◆ Activity list
[1] According to the text on diet and the gut microbiome, which version of R was used for the statistical analyses?
[2] Continue the text on diet and the gut microbiome past its final heading, "Compositional differences in gut microbiome (beta-diversity)".

◆ Source text
====

In per-taxa analyses we used a multivariate analysis by linear models (MaAsLin2, version 1.16.0) [30] to analyze associations of each main food group and their subgroups with all taxa at species level. Benjamini-Hochberg false discovery rate (FDR) corrected P values were used to adjust for multiple comparisons. Prior to analysis the relative abundances of the taxa were centered log-ratio (CLR) –transformed. For the cluster analyses, the taxa with significant associations with the main food groups from per-taxa analysis were clustered based on proportionality using Ward minimum variance method and the optimal number of clusters was determined using Kelley-Gardner-Sutcliffe penalty function [31]. The results were visualized with a heatmap.

A pathway analysis was conducted between Kyoto Encyclopedia of Genes and Genomes orthology (KO) groups and the food groups using linear regression analysis. The relative abundances of KO-groups for each sample were obtained from the strain-level outputs of SHOGUN and the data on KO-groups were log10-transformed prior to analysis. Benjamini-Hochberg FDR corrected P values were used to adjust for multiple comparisons. Statistically significant associations of main food groups were further visualized using FuncTree 2 [32].

Analyses were controlled for potential confounding factors based on prior literature. These included age, sex, BMI, smoking status, usage of possible microbiome-altering medications (metformin and psycholeptics/analeptics) and total energy intake. The level of statistical significance for analyses was set at a P value < 0.05 (also for the FDR corrected P values). Statistical analyses were performed using R version 3.6.3 [33] and the following packages phyloseq, microbiome, vegan, maptree and ComplexHeatmap [31, 34,35,36,37].

Results

Selected characteristics of the study sample

Of the participants, 46% were men and the mean age was 47 years (Table 2). In all, 25% were current smokers and the mean BMI was 26.8 kg/m². Potentially microbiome altering medicines were used by 7% of the participants of which 1% used metformin and 6% psycholeptics/analeptics. The overall mean energy intake was about 7900 kJ/day, and the mean consumption of plant-based foods was 498 g/day (Q1: 269 g/day, Q4: 768 g/day), red and processed meat 98 g/day (Q1:19 g/day, Q4:204 g/day) and dairy 436 g/day (Q1:123 g/day, Q4: 851 g/day).

Table 2 Characteristics of the study sample as means (standard deviation (SD)) or percentages

Individual microbial diversity (alpha-diversity)

None of the main food groups were significantly associated with intra-individual variation in microbiome diversity (Shannon alpha-diversity index, P > 0.05; Supplemental Table 1). Of the subgroups, fruit consumption was positively (beta = 0.03, SE = 0.01, P = 0.04) and other dairy products inversely (beta=-0.03, SE 0.01, P = 0.021) associated with alpha-diversity, whereas no significant associations occurred with the other subgroups (P > 0.05).

Compositional differences in gut microbiome (beta-diversity)

====

◆ Stored data entries
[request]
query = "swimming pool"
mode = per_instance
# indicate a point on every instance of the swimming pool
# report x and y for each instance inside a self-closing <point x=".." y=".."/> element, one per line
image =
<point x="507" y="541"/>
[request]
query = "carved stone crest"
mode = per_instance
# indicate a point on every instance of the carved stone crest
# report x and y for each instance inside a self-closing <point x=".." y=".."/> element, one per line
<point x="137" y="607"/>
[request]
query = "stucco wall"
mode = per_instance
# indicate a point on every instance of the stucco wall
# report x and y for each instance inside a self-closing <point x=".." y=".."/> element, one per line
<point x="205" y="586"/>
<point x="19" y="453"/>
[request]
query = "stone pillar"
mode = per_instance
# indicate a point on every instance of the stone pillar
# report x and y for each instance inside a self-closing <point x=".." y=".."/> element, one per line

====

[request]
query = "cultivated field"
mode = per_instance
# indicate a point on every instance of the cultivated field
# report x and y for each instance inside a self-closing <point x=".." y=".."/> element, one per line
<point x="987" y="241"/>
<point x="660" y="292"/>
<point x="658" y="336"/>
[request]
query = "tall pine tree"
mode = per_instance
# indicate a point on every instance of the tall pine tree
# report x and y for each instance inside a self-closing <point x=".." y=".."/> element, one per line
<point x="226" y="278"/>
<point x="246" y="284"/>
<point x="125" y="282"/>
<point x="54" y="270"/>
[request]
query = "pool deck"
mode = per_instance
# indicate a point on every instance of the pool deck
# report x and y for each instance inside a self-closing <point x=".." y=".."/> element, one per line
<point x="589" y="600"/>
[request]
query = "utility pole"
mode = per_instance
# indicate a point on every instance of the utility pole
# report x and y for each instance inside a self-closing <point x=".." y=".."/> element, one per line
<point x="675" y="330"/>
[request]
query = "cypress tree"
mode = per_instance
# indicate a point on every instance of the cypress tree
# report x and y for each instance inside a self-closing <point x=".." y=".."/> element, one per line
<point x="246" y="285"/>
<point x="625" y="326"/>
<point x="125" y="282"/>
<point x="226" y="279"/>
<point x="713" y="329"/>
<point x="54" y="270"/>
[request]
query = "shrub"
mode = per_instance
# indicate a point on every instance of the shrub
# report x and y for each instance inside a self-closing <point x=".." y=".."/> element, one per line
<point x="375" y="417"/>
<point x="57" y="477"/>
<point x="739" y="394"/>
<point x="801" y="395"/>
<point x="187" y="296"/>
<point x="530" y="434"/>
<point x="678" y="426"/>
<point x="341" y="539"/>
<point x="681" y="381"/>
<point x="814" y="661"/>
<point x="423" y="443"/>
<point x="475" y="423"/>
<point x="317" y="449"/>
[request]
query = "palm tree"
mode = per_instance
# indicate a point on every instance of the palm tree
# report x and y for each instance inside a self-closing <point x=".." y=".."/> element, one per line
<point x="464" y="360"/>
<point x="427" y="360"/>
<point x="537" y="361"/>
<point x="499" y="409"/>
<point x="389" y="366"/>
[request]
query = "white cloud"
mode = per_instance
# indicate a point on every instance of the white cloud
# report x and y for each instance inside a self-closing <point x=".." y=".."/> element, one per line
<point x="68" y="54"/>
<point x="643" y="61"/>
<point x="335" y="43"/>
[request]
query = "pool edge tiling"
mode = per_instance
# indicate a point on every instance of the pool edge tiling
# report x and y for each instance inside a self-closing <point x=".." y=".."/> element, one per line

====

◆ Outputs by task
[1] R version 3.6.3

[2]
All the main food groups, except red and processed meat (R2 = 0.001, P = 0.38), explained small but significant amounts of the compositional variation between individuals’ microbiomes (plant-based foods: R2 = 0.001, P = 0.03, dairy: R2 = 0.002, P = 0.01) (Supplemental Table 2). All the subgroups of plant-based foods (except for potatoes, P = 0.48) and dairy (except for fermented milk, P = 0.27) were also associated with compositional differences in microbiome (P < 0.05), whereas no associations were found when red meat and processed meat were analyzed separately (P > 0.05).

The directions of the associations of the main food groups and confounding variables with microbiome were examined by performing a dbRDA. Together these variables (= constrained variation) accounted for 2.71% of the total variance related to gut microbiome (P = 0.001). The first two axes together captured most of the constrained variation (63.5%) i.e., the variation explained by the chosen set of explanatory variables and 1.72% of the total variance (Fig. 1). Of the main food groups, plant-based foods together with age were positively correlated with the second axis (explained constrained variance: 26.6%), whereas red and processed meat, dairy and the other confounding factors were inversely associated with the same axis.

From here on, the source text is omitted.